- _Assignment_: Everything from the first line of the data through the line with "positive clicks: (408, 300)" is to be echoed exactly, minus the pictures.
#####
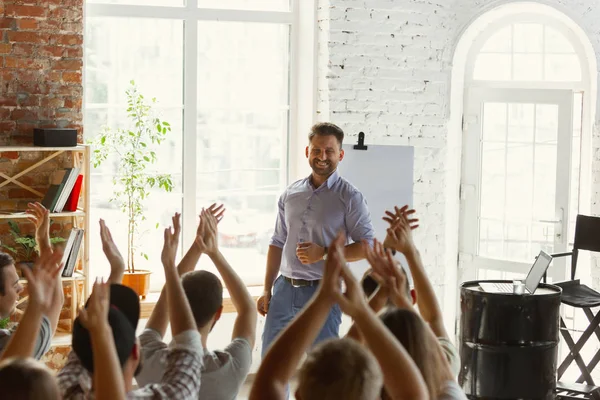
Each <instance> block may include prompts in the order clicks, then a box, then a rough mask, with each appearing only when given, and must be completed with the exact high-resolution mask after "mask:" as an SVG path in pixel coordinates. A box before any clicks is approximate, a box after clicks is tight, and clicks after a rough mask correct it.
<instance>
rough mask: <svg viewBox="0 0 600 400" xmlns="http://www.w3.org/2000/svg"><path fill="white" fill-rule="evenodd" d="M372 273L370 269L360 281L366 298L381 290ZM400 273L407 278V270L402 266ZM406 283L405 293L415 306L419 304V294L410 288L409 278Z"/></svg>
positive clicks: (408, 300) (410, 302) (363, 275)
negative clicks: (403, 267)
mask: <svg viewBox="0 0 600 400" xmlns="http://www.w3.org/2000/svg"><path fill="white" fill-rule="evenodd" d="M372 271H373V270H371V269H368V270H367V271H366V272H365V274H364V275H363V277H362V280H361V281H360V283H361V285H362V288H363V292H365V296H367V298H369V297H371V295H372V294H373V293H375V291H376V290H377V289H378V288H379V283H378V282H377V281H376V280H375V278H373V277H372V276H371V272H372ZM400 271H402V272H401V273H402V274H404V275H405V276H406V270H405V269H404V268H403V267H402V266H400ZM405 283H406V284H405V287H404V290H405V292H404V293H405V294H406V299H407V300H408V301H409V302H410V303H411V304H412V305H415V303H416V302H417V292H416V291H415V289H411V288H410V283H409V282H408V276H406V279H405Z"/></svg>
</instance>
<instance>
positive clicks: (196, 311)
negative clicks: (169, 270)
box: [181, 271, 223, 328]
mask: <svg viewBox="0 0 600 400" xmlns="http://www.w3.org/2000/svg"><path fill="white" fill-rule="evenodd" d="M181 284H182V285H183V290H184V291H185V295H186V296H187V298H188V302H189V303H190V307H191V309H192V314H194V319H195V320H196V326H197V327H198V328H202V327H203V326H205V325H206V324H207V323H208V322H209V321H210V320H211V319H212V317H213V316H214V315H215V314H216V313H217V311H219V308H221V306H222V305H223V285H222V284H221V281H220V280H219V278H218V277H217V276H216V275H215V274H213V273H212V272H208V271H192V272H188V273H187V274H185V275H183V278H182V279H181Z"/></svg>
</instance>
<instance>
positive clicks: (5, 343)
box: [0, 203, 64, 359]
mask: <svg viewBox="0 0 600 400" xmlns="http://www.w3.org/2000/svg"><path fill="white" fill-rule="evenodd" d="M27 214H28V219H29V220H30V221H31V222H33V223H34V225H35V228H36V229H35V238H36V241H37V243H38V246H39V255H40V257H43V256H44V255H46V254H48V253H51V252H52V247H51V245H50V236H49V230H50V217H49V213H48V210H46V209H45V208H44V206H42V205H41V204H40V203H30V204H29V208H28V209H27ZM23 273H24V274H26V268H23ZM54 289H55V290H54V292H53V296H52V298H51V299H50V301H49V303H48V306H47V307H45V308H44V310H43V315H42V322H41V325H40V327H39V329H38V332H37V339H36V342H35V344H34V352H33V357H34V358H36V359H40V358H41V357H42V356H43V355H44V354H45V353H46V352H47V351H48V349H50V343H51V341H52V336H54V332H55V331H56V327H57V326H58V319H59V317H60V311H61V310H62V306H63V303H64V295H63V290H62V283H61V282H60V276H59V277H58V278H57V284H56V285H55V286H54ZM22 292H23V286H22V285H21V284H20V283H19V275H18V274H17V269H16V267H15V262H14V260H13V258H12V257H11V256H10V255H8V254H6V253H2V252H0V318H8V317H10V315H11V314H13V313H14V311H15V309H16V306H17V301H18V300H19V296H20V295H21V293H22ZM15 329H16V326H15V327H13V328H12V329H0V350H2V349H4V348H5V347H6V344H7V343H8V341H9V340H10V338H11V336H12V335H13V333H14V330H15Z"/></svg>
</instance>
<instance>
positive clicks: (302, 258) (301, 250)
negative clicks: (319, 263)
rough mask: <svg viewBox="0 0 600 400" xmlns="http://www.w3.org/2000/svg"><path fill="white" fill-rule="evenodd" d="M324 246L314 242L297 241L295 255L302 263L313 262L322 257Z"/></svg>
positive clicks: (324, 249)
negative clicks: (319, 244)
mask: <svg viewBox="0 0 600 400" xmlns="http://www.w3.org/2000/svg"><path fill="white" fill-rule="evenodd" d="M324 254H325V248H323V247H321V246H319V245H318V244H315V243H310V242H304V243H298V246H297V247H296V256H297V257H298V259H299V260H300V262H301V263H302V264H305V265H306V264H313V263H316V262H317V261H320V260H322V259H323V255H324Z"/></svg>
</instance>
#####
- _Problem solution_:
Each <instance> block may include prompts in the order clicks, then a box, then a rough mask, with each appearing only when given, and must be completed with the exact high-resolution mask after "mask:" as an SVG path in pixel coordinates. A box before any clicks is approximate, a box after clicks is tight, and clicks after a rough mask correct it.
<instance>
rough mask: <svg viewBox="0 0 600 400" xmlns="http://www.w3.org/2000/svg"><path fill="white" fill-rule="evenodd" d="M372 273L370 269L360 281L366 298L381 290ZM400 273L407 278V270L402 266ZM406 283L405 293L415 306L419 304V294L410 288L409 278Z"/></svg>
positive clicks: (408, 300) (410, 302) (363, 275)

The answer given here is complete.